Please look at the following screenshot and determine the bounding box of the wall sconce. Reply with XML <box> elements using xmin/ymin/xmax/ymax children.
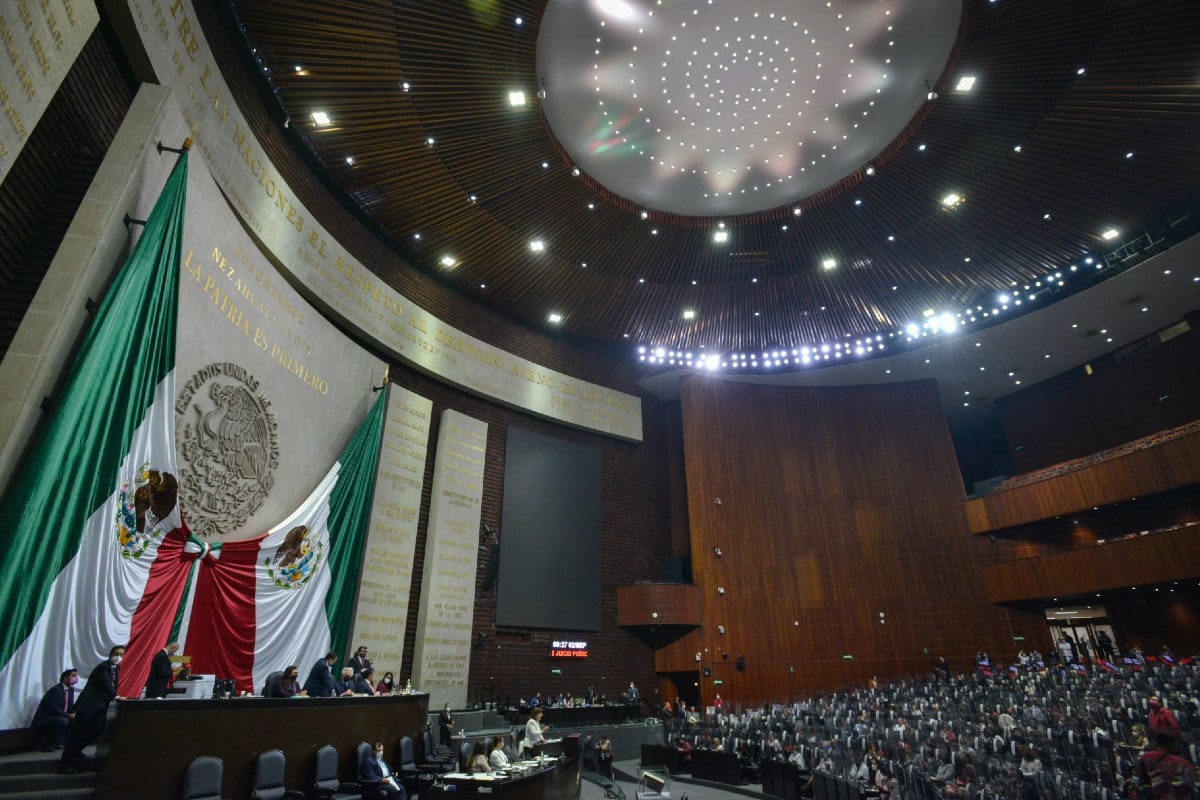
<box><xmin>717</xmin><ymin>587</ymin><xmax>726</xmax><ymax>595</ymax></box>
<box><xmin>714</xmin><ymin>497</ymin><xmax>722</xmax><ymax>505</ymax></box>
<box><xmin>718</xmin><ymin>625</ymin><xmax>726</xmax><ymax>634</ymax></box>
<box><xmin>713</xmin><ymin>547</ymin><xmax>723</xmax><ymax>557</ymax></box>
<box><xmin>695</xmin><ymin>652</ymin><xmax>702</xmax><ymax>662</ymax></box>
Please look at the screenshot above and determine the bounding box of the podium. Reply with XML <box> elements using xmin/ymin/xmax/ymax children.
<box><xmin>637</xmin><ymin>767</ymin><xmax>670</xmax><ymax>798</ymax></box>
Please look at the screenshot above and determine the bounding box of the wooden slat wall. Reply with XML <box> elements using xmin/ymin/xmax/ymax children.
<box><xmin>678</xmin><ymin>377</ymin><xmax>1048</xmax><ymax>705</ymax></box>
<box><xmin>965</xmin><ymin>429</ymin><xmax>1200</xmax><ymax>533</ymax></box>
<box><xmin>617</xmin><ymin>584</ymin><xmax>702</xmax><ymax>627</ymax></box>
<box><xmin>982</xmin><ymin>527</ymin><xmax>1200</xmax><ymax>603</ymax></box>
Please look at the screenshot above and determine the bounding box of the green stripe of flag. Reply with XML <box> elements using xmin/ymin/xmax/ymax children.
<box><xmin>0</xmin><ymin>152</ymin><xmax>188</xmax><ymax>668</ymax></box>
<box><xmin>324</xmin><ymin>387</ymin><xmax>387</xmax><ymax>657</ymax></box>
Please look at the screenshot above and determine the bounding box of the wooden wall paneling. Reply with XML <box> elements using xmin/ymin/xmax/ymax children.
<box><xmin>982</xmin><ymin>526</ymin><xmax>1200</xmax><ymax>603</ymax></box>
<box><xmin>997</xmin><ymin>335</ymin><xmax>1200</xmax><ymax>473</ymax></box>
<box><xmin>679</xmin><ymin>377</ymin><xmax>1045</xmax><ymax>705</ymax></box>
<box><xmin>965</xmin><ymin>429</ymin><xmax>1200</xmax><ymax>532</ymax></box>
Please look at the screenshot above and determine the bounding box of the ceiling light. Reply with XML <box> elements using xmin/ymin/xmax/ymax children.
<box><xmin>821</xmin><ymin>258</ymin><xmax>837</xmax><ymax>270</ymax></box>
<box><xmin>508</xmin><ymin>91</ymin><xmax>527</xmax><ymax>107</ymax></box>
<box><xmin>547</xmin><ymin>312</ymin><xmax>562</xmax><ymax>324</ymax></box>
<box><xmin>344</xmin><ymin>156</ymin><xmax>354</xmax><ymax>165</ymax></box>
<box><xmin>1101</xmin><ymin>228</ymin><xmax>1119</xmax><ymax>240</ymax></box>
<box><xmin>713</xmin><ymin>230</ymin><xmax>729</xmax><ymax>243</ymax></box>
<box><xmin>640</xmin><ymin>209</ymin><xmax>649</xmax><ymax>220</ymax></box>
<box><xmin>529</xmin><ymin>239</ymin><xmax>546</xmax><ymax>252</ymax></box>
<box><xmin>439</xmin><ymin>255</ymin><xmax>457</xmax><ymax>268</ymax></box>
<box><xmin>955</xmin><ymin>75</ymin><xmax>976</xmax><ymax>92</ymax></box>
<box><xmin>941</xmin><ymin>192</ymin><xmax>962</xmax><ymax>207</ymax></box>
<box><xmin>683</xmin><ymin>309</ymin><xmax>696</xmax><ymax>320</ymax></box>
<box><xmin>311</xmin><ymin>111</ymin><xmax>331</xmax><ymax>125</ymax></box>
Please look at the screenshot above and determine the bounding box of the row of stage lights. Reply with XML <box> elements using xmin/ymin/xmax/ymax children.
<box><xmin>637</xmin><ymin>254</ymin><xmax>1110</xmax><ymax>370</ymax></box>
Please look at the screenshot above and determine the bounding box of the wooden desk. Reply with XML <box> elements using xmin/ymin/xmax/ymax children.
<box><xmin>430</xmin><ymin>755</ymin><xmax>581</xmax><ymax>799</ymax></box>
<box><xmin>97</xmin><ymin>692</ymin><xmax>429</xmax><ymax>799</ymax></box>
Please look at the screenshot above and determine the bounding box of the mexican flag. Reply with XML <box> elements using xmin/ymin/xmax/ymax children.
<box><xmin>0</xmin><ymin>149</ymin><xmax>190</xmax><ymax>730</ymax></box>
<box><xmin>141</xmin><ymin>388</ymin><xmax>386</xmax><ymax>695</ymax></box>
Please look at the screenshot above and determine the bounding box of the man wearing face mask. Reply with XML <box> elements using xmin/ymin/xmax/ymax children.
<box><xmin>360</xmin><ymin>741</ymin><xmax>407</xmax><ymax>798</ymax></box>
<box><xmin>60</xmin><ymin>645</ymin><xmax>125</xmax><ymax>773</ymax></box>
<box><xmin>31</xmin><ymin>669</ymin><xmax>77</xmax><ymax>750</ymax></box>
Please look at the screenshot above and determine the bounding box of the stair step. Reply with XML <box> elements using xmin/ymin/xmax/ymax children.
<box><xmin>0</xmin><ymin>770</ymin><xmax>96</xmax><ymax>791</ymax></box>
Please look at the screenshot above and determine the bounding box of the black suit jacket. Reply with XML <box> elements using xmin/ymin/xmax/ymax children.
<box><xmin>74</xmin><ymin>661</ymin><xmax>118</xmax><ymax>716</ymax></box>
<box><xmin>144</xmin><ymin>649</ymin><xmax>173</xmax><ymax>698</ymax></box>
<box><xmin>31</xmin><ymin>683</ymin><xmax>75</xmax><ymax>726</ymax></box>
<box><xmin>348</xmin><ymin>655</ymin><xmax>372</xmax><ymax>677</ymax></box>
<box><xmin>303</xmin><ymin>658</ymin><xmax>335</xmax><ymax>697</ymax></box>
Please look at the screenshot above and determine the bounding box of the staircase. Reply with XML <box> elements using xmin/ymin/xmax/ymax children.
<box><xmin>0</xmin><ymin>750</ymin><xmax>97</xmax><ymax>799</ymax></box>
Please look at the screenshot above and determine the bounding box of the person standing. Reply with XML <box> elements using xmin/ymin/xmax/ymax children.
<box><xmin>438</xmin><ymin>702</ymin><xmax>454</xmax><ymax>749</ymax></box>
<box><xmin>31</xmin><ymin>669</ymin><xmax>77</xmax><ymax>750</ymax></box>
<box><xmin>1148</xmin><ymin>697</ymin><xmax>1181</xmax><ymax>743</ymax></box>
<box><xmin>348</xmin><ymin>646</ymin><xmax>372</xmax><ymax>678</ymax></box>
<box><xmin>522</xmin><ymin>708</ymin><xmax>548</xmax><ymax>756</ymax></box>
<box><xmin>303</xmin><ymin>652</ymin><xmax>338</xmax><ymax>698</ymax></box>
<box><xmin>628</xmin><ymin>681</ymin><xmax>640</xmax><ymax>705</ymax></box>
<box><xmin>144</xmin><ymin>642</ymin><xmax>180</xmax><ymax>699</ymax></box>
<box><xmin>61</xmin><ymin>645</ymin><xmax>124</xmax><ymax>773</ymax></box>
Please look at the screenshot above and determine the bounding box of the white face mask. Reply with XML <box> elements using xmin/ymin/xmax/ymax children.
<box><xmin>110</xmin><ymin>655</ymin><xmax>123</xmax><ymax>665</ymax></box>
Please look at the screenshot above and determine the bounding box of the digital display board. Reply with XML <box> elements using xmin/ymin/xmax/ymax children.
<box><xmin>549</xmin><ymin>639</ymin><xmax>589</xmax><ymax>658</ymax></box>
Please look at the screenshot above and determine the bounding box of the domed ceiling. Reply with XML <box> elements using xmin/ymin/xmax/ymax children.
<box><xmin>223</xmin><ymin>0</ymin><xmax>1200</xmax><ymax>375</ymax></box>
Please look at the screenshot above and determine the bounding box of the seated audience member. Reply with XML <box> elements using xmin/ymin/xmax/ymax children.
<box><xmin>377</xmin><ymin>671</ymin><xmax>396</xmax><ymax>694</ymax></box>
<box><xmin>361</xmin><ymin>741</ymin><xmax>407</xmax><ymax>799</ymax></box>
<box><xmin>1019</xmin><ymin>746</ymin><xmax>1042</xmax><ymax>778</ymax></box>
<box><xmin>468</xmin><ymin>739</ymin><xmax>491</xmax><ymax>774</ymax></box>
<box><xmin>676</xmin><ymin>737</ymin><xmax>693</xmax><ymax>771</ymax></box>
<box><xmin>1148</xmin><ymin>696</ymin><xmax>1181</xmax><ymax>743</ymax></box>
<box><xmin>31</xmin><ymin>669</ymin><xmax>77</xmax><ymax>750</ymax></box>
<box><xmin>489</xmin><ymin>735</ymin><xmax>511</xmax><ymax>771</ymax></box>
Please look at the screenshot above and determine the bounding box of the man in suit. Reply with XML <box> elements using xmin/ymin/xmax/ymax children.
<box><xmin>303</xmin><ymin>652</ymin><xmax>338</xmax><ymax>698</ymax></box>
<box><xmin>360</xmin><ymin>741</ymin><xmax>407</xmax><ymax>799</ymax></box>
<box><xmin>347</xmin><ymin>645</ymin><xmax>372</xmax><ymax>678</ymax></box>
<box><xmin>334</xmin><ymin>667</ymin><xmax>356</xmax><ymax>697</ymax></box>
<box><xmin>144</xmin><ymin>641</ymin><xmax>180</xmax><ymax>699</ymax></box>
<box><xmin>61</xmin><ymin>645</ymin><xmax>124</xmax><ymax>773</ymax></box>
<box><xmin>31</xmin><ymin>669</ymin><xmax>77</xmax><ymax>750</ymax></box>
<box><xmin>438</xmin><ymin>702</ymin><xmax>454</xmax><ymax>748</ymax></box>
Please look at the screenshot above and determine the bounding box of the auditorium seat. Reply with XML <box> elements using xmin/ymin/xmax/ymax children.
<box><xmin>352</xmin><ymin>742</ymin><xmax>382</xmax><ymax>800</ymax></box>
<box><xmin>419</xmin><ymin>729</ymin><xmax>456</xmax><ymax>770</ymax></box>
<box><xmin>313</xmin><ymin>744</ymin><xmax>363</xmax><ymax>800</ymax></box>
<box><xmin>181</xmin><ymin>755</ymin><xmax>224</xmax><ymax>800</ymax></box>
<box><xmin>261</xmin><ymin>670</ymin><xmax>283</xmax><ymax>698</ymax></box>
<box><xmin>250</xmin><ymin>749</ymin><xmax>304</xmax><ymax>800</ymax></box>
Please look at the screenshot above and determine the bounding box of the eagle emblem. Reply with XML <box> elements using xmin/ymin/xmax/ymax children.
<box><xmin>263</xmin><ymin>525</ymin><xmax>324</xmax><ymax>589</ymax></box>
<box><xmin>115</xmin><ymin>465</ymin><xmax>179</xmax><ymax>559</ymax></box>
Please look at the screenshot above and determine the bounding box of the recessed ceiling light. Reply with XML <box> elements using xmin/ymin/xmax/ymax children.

- [What to work on] Nothing but the lines from the one that contains "of the eagle" through the end of the data above should appear, each reproduced exactly.

- [Response to the task]
Please look at the screenshot above and determine the bounding box of the eagle emblem. Reply with XML <box> elements using xmin/ymin/xmax/ymax children.
<box><xmin>263</xmin><ymin>525</ymin><xmax>324</xmax><ymax>589</ymax></box>
<box><xmin>115</xmin><ymin>465</ymin><xmax>179</xmax><ymax>559</ymax></box>
Please look at the screenshot above and determine the bounding box of the recessed ceiling light. Reply with XML <box> elements using xmin/ymin/xmax/ymax children.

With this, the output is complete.